• [Data in this exercise]:
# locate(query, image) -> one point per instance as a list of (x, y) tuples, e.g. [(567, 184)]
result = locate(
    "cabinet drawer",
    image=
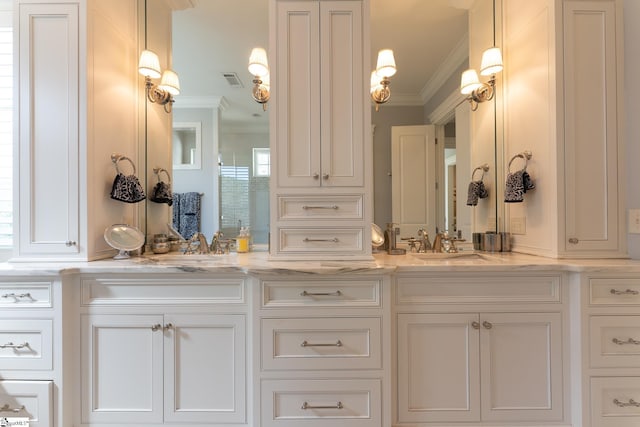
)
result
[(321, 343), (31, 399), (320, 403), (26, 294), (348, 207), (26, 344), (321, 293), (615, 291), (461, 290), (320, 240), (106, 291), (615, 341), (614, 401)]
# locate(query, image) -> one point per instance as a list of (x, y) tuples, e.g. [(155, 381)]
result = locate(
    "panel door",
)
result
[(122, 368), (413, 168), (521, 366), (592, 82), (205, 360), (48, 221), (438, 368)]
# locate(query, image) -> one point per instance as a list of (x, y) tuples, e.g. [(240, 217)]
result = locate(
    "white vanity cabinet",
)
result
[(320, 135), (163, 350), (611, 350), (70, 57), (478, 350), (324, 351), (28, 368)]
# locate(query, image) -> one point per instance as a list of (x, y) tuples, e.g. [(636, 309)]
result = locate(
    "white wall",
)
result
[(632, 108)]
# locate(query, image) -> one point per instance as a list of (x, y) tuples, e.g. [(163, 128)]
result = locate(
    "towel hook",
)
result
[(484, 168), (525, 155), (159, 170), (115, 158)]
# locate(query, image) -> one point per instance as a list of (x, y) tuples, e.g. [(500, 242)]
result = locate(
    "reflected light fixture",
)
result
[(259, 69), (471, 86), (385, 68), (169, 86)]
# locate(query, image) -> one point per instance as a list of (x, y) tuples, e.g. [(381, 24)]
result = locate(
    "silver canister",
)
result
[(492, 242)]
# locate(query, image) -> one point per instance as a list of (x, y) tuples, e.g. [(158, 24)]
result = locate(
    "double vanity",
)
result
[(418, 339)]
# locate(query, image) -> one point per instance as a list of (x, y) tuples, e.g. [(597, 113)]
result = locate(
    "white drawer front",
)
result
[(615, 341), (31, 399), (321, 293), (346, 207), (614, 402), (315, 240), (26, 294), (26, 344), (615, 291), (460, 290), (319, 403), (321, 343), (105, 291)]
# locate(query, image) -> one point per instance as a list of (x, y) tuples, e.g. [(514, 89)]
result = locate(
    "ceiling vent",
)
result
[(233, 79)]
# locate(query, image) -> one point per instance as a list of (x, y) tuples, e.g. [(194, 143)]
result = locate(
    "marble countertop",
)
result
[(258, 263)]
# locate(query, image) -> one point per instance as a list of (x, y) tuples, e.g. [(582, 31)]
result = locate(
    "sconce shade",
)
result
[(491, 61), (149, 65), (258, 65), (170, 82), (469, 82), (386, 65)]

• [Requirements]: Copy the items from the line containing "e.g. [(240, 217)]" through the line containing "[(632, 108)]", switching every "white" to "gray" and keeping everything else the same.

• [Finished task]:
# locate(query, image) -> one point per instance as a list of (x, y) tuples, e.g. [(240, 217)]
result = locate(
    "gray vanity cabinet",
)
result
[(320, 135), (163, 350), (611, 350), (70, 57), (478, 350), (324, 351), (28, 368)]
# locate(query, image) -> one point per instance as a list of (x, y) tuples, e.g. [(636, 309)]
result = locate(
    "gray wall",
)
result
[(632, 108)]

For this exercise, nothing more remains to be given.